Extract all data as written.
[START]
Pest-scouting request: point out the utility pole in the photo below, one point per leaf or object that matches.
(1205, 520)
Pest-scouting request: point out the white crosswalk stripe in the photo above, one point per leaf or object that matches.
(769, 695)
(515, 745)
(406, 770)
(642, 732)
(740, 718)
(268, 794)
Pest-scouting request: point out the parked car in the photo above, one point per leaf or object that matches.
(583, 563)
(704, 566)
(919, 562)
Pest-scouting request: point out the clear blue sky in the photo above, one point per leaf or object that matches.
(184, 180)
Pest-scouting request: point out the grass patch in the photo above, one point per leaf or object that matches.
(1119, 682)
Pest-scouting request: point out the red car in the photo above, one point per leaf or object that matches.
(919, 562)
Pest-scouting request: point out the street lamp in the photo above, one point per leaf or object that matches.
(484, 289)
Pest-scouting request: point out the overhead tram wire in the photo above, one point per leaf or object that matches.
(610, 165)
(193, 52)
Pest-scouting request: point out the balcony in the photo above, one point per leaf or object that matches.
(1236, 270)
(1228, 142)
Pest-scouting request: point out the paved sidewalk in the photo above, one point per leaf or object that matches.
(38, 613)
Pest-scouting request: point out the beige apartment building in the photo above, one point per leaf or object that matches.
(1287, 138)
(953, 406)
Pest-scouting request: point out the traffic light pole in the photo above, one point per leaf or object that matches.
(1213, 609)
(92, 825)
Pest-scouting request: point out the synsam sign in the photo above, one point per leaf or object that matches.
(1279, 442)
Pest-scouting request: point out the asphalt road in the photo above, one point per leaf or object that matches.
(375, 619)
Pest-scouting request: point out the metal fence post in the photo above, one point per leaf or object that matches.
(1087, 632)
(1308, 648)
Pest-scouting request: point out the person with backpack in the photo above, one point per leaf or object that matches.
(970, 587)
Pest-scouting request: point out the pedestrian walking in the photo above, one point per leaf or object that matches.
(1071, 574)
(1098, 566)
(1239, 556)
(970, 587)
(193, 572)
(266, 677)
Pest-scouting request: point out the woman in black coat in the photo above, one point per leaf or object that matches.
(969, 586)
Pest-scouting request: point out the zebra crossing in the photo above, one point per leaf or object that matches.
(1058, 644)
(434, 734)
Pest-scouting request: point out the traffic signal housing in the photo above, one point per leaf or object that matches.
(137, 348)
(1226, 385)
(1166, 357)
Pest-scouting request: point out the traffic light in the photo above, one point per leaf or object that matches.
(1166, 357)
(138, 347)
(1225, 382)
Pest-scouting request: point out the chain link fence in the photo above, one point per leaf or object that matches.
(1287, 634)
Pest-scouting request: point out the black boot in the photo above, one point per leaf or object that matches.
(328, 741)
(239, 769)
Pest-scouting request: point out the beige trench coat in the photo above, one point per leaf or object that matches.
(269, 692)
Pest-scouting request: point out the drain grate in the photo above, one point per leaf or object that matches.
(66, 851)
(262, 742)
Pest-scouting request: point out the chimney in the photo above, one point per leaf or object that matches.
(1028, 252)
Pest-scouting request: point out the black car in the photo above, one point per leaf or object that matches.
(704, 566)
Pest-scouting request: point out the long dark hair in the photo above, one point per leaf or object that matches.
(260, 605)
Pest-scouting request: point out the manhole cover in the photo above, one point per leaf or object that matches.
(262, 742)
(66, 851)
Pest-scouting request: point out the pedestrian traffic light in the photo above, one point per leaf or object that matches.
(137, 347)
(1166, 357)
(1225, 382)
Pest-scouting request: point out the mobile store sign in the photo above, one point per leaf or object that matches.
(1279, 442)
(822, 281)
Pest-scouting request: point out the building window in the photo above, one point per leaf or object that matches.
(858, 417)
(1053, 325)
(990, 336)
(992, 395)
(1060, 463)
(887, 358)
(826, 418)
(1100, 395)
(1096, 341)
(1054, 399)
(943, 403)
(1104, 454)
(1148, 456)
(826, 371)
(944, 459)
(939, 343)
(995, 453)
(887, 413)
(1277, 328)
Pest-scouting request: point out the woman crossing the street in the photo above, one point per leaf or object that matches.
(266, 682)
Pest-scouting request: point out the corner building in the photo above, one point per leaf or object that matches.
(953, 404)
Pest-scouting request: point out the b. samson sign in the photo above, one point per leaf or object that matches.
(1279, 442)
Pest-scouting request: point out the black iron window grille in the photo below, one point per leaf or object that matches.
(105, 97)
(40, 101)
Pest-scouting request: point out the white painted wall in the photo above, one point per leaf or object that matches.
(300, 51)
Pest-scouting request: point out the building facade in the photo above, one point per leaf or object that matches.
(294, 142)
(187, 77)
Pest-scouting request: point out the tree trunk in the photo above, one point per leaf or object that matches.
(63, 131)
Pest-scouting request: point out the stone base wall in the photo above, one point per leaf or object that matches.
[END]
◆ **Result**
Pest-scouting request: point out the utility pole in the photo below, one point per leaf or object that matches.
(1205, 520)
Pest-scouting request: point out the white crosswalk stripe in the photo above, one point per leaf or object that matches.
(769, 695)
(515, 745)
(406, 770)
(642, 732)
(740, 718)
(268, 794)
Pest-scouting request: point out the parked car in the photo above, one point per leaf or object that matches.
(583, 563)
(704, 566)
(919, 562)
Pest-scouting request: point out the clear blue sky in the photo above, one point per leaf or object that matches.
(184, 180)
Pest-scouting request: point out the grass patch in the photo above, one point per leaf or object that matches.
(1119, 682)
Pest-scouting request: point out the red car in the photo above, one point per leaf or object that matches.
(919, 562)
Pest-scouting request: point out the street lamp in the photo above, one point per leaf or object that matches.
(484, 289)
Pest-scouting request: point out the overhead tram wire in the photo above, one point per leaf or object that matches.
(610, 165)
(193, 52)
Pest-scouting request: point out the balcony in the photo above, one point per leaf or object that matches.
(1236, 270)
(1228, 142)
Pest-scouting request: point out the paved sidewalk in the photo above, one point per leaf or object that matches.
(38, 613)
Pest-scouting request: point out the beige apartment building in the photo above, one point per leaf or object that matches.
(1287, 138)
(953, 406)
Pest-scouting request: point out the traffic light pole in the photo above, one point per leaf or object that matches.
(1213, 609)
(92, 825)
Pest-scouting request: point out the synsam sign in the photo above, one point per leaf or object that matches.
(1279, 442)
Pest-scouting request: point out the asphalt road in the photo above, one point per leaf or object that matches.
(375, 619)
Pest-scouting request: point out the metal fence post in the photo above, one point per leaf or object that matches.
(1087, 632)
(1308, 648)
Pest-scouting request: point out the person with backpack in the photo above, one point per leaf or object that matches.
(970, 587)
Pest-scouting request: point out the pedestrian walking in the photo above, one point per leaf or object that matches.
(1071, 574)
(1098, 566)
(1239, 556)
(970, 587)
(193, 572)
(266, 677)
Pest-scouting request: point out the woman in black coat in the photo above, one point per leaf or object that matches.
(969, 586)
Pest-scouting request: point out the zebra crossing in the photo above, one point per leaf or object that matches.
(1058, 644)
(434, 734)
Pest-scouting request: point out the traffic signal housing in the photo above, one point per leaf or object that matches.
(137, 348)
(1226, 385)
(1166, 357)
Pest-scouting request: point out the traffic light in the photo above, one point per leaf or object that matches.
(1166, 357)
(138, 347)
(1225, 382)
Pest-scouting request: point out the chain link fence in the photo above, one point per leaf or object that matches.
(1287, 634)
Pest-scouting request: point out the black boot in the photo above, one point per leaf or object that matches.
(328, 741)
(239, 769)
Pest-scouting request: point out the beige trench coat in the photo above, one point per leaf or object that matches.
(269, 692)
Pest-scouting request: point out the drain grate in the photo above, one point per leaf or object that matches.
(66, 851)
(262, 742)
Pest-scouting request: point out the chimney in the photo above, one point per leaf or object that matches.
(1028, 252)
Pest-scouting request: point out the black car in the photo above, one point per leaf or object that matches.
(704, 566)
Pest-scouting request: point out the long dark hair in the photo above, one point per leaf or object that matches.
(260, 605)
Pest-scouting request: point out the manhole cover in the photo above, one point per leaf or object that matches.
(262, 742)
(66, 851)
Pest-scouting request: point out the pedestrian traffic light in the photo above, one point per leaf or object that matches.
(137, 347)
(1166, 357)
(1225, 382)
Pest-scouting request: point out the mobile store sign in the photo above, one point per leaf or object that matches.
(1279, 442)
(822, 281)
Pest-scouting request: point out the building window in the photo above, one point per leaf or object that matches.
(858, 417)
(1053, 325)
(990, 336)
(992, 395)
(1060, 463)
(887, 358)
(826, 418)
(1100, 395)
(1096, 341)
(1054, 399)
(943, 403)
(1104, 454)
(1148, 456)
(826, 371)
(944, 459)
(939, 343)
(995, 453)
(887, 413)
(1277, 328)
Pest-scouting request: point out the woman crossing the street in the photo above, one point per leaf or object that matches.
(266, 682)
Pest-scouting request: point out the corner building in the photo above, one point per leaf or object that matches.
(953, 404)
Pest-scouting request: point out the b. samson sign in the photo above, one point per leaf or object that matches.
(1279, 442)
Pest-scouting request: point out the black iron window grille in the photo below, one point per leaf or object that matches.
(105, 97)
(40, 101)
Pest-scouting request: point out the white painted wall in the photo above, one point per leaf or object that matches.
(300, 51)
Pest-scouting request: point out the building facade in the photo above, one point per leaf or object that matches.
(294, 142)
(187, 77)
Pest-scouting request: point out the tree trunk in the photo above, one point per leaf or object that matches.
(63, 131)
Pest-scouting request: point out the stone base wall in the photo above, one point per leaf or object that matches.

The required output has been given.